DATA PROVIDED Block Start

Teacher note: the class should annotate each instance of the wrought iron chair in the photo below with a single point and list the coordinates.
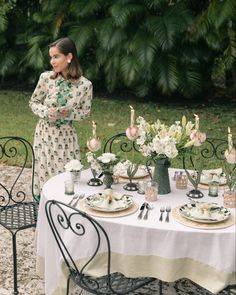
(17, 210)
(62, 218)
(211, 150)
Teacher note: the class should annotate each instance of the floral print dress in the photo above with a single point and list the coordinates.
(55, 141)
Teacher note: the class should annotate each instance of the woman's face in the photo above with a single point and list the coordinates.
(59, 61)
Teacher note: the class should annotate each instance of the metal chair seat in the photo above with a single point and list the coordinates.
(118, 282)
(19, 216)
(18, 208)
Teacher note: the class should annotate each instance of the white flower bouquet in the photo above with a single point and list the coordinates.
(157, 140)
(74, 166)
(104, 163)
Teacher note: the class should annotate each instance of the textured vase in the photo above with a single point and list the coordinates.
(108, 179)
(75, 176)
(161, 176)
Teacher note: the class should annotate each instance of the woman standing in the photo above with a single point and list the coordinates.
(61, 96)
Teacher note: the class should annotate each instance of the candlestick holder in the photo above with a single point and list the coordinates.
(213, 189)
(94, 181)
(195, 194)
(130, 186)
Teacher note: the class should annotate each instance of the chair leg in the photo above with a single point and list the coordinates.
(68, 285)
(160, 287)
(14, 264)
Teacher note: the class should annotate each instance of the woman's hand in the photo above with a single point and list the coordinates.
(64, 113)
(52, 114)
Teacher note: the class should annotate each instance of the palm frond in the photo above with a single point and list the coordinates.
(83, 34)
(8, 62)
(229, 55)
(122, 11)
(190, 80)
(144, 46)
(34, 56)
(167, 27)
(167, 73)
(129, 68)
(84, 8)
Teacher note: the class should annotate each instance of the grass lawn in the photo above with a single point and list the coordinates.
(113, 116)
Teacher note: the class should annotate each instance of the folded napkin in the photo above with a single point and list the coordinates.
(109, 200)
(213, 175)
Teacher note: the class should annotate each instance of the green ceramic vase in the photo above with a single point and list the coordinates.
(161, 175)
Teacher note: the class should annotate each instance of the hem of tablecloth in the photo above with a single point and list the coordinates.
(168, 270)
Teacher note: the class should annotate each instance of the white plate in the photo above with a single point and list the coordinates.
(141, 172)
(195, 212)
(100, 202)
(213, 175)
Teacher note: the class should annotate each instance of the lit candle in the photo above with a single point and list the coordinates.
(196, 122)
(131, 115)
(94, 129)
(230, 139)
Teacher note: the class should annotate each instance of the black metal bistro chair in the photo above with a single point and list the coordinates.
(63, 219)
(18, 210)
(211, 151)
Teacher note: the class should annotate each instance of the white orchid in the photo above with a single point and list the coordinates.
(157, 140)
(104, 163)
(74, 165)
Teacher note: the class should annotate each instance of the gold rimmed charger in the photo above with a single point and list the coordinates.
(219, 225)
(84, 207)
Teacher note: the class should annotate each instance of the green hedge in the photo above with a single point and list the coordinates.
(149, 47)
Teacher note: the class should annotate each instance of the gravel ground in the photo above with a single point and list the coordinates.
(28, 281)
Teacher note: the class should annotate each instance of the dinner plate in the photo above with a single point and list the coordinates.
(141, 172)
(204, 212)
(100, 202)
(213, 175)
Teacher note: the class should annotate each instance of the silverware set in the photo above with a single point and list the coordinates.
(166, 209)
(149, 206)
(144, 206)
(76, 198)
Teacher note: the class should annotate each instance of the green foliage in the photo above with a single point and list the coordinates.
(169, 47)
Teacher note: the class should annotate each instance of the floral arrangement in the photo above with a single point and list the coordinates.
(104, 163)
(158, 141)
(230, 168)
(74, 166)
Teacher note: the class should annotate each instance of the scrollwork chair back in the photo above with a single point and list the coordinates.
(18, 210)
(65, 221)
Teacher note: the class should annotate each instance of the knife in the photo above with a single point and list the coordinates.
(141, 210)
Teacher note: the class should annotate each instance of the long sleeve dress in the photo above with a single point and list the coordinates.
(55, 141)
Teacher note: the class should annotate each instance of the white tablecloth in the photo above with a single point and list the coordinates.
(168, 251)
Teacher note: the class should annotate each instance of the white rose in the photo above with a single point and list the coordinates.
(230, 156)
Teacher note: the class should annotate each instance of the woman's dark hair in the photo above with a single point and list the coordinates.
(66, 46)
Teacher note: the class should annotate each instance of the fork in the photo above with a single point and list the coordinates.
(168, 209)
(148, 207)
(162, 210)
(80, 198)
(73, 199)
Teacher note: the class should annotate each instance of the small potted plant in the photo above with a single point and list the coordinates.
(74, 167)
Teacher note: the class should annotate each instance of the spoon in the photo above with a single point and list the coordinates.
(149, 206)
(162, 210)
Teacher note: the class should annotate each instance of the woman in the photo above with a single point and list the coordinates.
(61, 96)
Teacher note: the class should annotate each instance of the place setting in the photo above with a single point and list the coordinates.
(204, 215)
(109, 203)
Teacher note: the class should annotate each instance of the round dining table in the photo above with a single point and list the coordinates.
(168, 251)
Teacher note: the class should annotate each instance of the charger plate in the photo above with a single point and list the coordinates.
(84, 207)
(219, 225)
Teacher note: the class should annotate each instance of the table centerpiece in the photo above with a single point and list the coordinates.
(74, 167)
(161, 143)
(104, 164)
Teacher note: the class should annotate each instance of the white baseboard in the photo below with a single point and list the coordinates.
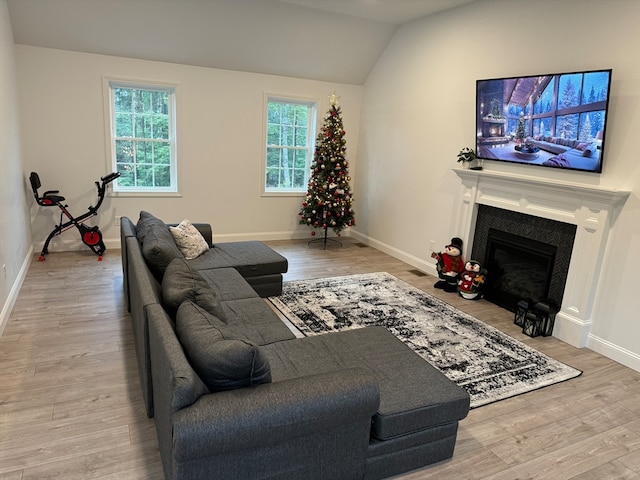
(614, 352)
(419, 263)
(571, 330)
(15, 290)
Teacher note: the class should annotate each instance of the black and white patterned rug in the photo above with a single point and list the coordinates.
(487, 363)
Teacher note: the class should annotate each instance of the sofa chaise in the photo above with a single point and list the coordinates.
(235, 394)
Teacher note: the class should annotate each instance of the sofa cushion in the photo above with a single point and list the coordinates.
(189, 240)
(221, 361)
(158, 246)
(413, 394)
(181, 283)
(251, 259)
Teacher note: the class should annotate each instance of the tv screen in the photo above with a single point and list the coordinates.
(555, 120)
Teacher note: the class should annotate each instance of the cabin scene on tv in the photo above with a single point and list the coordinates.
(552, 120)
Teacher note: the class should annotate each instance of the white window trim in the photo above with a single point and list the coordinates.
(278, 97)
(107, 81)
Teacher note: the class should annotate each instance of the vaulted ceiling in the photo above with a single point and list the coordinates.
(329, 40)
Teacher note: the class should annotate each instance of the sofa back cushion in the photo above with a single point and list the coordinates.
(158, 246)
(221, 361)
(181, 282)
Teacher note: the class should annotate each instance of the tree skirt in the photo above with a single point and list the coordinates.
(487, 363)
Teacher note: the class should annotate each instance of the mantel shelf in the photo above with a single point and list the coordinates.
(605, 195)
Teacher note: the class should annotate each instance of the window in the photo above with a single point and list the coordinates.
(143, 137)
(290, 130)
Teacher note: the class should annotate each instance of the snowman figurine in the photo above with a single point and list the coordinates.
(449, 265)
(472, 280)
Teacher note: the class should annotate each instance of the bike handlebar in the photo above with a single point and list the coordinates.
(110, 177)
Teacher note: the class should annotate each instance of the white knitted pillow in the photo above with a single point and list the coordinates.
(189, 240)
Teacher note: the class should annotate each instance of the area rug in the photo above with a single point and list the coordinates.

DATA PROVIDED Block End

**ACTION ITEM**: Exactly as written, copy the entries above without their pictures.

**ANSWER TO THIS PROBLEM**:
Teacher note: the class should annotate each instance of the wrought iron chair in the photo below with a single point and list the coordinates.
(17, 210)
(62, 218)
(211, 150)
Teacher note: the class should annotate each instance of the floral print dress in the photo above with a single point and list the coordinates.
(55, 141)
Teacher note: the class should annotate each instance of the woman's face in the photo above with a single point and list the coordinates.
(59, 61)
Teacher note: the class should annotate each instance of the metal chair seat in the photo above with a single point and list the coordinates.
(118, 282)
(19, 216)
(18, 208)
Teacher note: the class should annotate each instance of the white flower bouquet in the photo above with a single point and list the coordinates.
(157, 140)
(74, 166)
(104, 163)
Teacher note: the class should annotate each instance of the textured vase in the photo above with a single point and list the coordinates.
(108, 179)
(75, 176)
(161, 176)
Teacher note: the class should annotate each instance of the woman standing in the photo above with a single point and list the coordinates.
(61, 96)
Teacher note: the class should annotate each instance of the candlestick holder in the photo above with a single point and list the coordinates.
(213, 189)
(94, 181)
(195, 194)
(130, 186)
Teacher note: the class should annotate each instance of the chair leg in the photo above with a single point and list the coordinates.
(68, 285)
(160, 287)
(14, 264)
Teacher note: the class should annotate each instance of the woman's hand in the photo above with a single point and list the coordinates.
(64, 113)
(52, 114)
Teacher note: the class should annotate each instance of the palm frond in the photo above with a single point and list the coordinates.
(83, 34)
(8, 62)
(229, 55)
(122, 11)
(190, 80)
(144, 46)
(34, 56)
(167, 27)
(167, 73)
(129, 68)
(84, 8)
Teacher note: the class should annotate each instance of the grass lawn in the photo above with a single point and list the coordinates.
(113, 116)
Teacher note: the class should annotate each instance of the folded napkin in the photo above with a single point and list the coordinates.
(109, 200)
(213, 175)
Teacher note: the class should annotate each instance of the green ceramic vase in the photo above with a single point and list the coordinates.
(161, 175)
Teacher note: the class should annotate each instance of the hem of tablecloth in the photo above with a single point and list the coordinates.
(168, 270)
Teacher note: the class should annotate each instance of the white plate in the photo above with a single point and list the coordinates.
(141, 172)
(195, 212)
(100, 202)
(213, 175)
Teacher note: the class should annotate each instance of the lit candle in the photo above with a single point and list the coordinates.
(196, 122)
(131, 115)
(94, 129)
(230, 139)
Teacher note: the class should annotate each instance of the black metal bistro chair in the photo above with a single point and list the coordinates.
(63, 219)
(18, 210)
(211, 151)
Teacher note: the class should annotate each instance of the white orchid in the photo above with a single point and list the coordinates.
(157, 140)
(104, 163)
(74, 165)
Teacher note: the class should annotate each instance of the gold rimmed charger in the photo above with a single point and list the coordinates.
(219, 225)
(84, 207)
Teacher note: the class should annotate each instance of the green hedge in the photo above with a single point and list the coordinates.
(149, 47)
Teacher note: the class should annotate each instance of the gravel ground in the photo above with a single point and list the coordinates.
(28, 281)
Teacher note: the class should annotate each instance of the dinner plate in the photo above with a single point and list the coordinates.
(141, 172)
(204, 212)
(100, 202)
(213, 175)
Teacher note: the class should annotate each instance of the silverware set in the photo above with a single point and list the coordinates.
(166, 209)
(149, 206)
(144, 206)
(76, 198)
Teacher note: the class should annotate each instance of the green foliage in the photo above with a single point and list the coordinates.
(169, 47)
Teacher note: the class should annotate each instance of the floral arrangement in the photo above with a single point and list the coordinates.
(104, 163)
(158, 141)
(230, 168)
(74, 166)
Teacher note: the class should annotate each instance of the scrollwork chair back in the photo above with a single point and list the coordinates.
(18, 210)
(65, 221)
Teacher note: the class should annotate each instance of the knife in the photo above with a single point and list the coordinates.
(141, 210)
Teacher note: the class should annotate each instance of the long sleeve dress in the photo above with a single point and list the coordinates.
(55, 141)
Teacher note: the class should annotate each instance of the white tablecloth in the photo above with a single point and list the coordinates.
(168, 251)
Teacher note: the class should annotate each instance of the white rose in the photo above with a single point and list the coordinates.
(230, 156)
Teacher note: the class should annotate each instance of the woman's dark hair in the photo above with a single point and list the coordinates.
(66, 46)
Teacher note: the class should annotate each instance of the fork in the photo above with a single point and list the coordinates.
(168, 209)
(148, 207)
(162, 210)
(80, 198)
(73, 199)
Teacher note: the class should annotate each instance of the small potted plant in the photo above with a single point and list the coordinates.
(74, 167)
Teacher note: the class should annotate each instance of the spoon in the photo above with a single point and list the coordinates.
(149, 206)
(162, 210)
Teacher note: the class should annotate each instance of the woman in the photo above with a single point and list the coordinates.
(61, 96)
Teacher note: the class should annotate each instance of the place setting in the photo above with a single point and list the coordinates.
(204, 215)
(109, 203)
Teacher note: the class should annotate each instance of the round dining table in the photo above with a single point and list the coordinates.
(168, 251)
Teacher note: the class should annotate each instance of the charger plate in the photo above with a single point and list the coordinates.
(84, 207)
(219, 225)
Teacher note: the class should annotate each instance of the table centerpiece in the photo above with a single point and list the coordinates.
(74, 167)
(161, 143)
(104, 164)
Teacher note: the class should annotate each instance of the white baseboard in the photo below with a single point and list the coordinates.
(614, 352)
(419, 263)
(571, 330)
(15, 290)
Teacher note: the class should annotate each instance of the black and white patterned rug in the photo above with a single point and list the coordinates.
(487, 363)
Teacher note: the class should annotate each instance of the sofa chaise in the photo above with a single point and list the coordinates.
(235, 394)
Teacher note: the class should annotate each instance of the sofa cushion in the photo above with a single point and list the coordinates.
(189, 240)
(221, 361)
(158, 246)
(413, 394)
(181, 283)
(251, 259)
Teacher note: the class should annotate each instance of the tv screen in the photo above with a single point and list the coordinates.
(555, 120)
Teacher note: the class should annotate each instance of the cabin scene on tv in the photo above with a single point and list the coordinates.
(552, 120)
Teacher note: the class should annotate each instance of the white window trim in the photo above with a single point and list the coordinates.
(278, 97)
(107, 81)
Teacher note: the class should annotate each instance of the vaulted ceiling in the photo above with a single point and list the coordinates.
(329, 40)
Teacher note: the class should annotate each instance of the sofa back cushion in the photo above with a single point and list the coordinates.
(158, 246)
(221, 361)
(181, 282)
Teacher note: the class should annotate each instance of the tree skirt in the photo above with a single point and list the coordinates.
(487, 363)
Teacher note: the class should annotate each instance of the mantel shelf in the photo above with a single point and list the coordinates.
(605, 195)
Teacher note: the class should annotate each instance of the window in the photo above with a single point and list the coordinates.
(143, 137)
(290, 130)
Teacher note: the class should annotate each instance of the snowman figurine in the photo above with a single point and list the coordinates.
(449, 265)
(472, 280)
Teacher note: the class should annotate each instance of the bike handlebar in the photo above with a single point and list the coordinates.
(110, 177)
Teacher note: the class should annotate each instance of the white knitted pillow in the photo above with a single point and list the coordinates.
(189, 240)
Teacher note: the class should annotate each instance of the area rug in the photo above with a single point and list the coordinates.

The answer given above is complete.